(Excerpts of location labeling data)

• • • • • • •

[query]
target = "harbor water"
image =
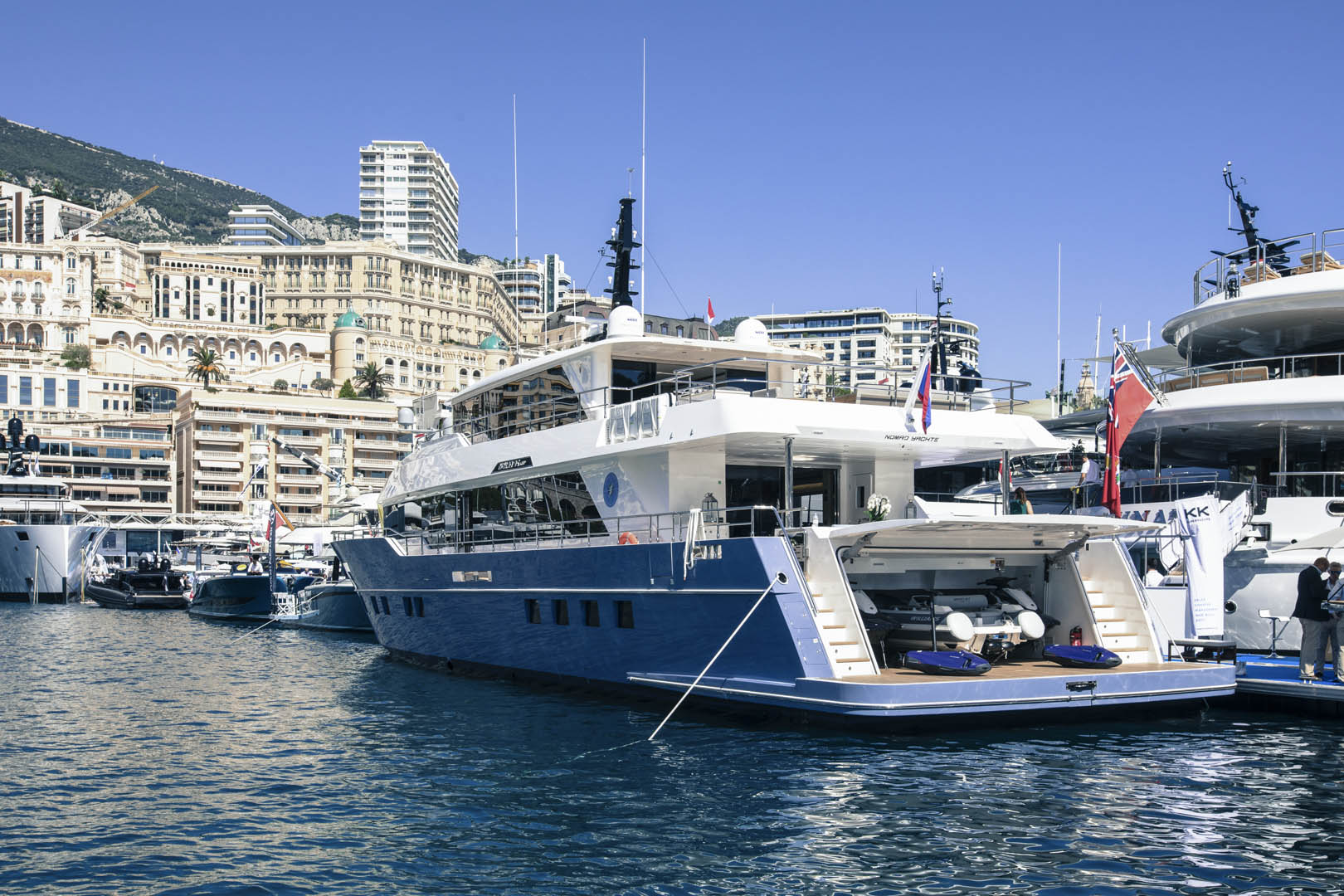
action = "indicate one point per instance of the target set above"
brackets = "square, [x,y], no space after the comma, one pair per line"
[149,752]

• • • • • • •

Can you write out the data above again, substituting "occurrence" for "instance" and changing nothing else, with the pictures left out?

[query]
target = "harbor water"
image =
action = "indicate one point per occurrence of the target set above"
brackets = "square, [x,y], no space after the comma, one pair per line"
[149,752]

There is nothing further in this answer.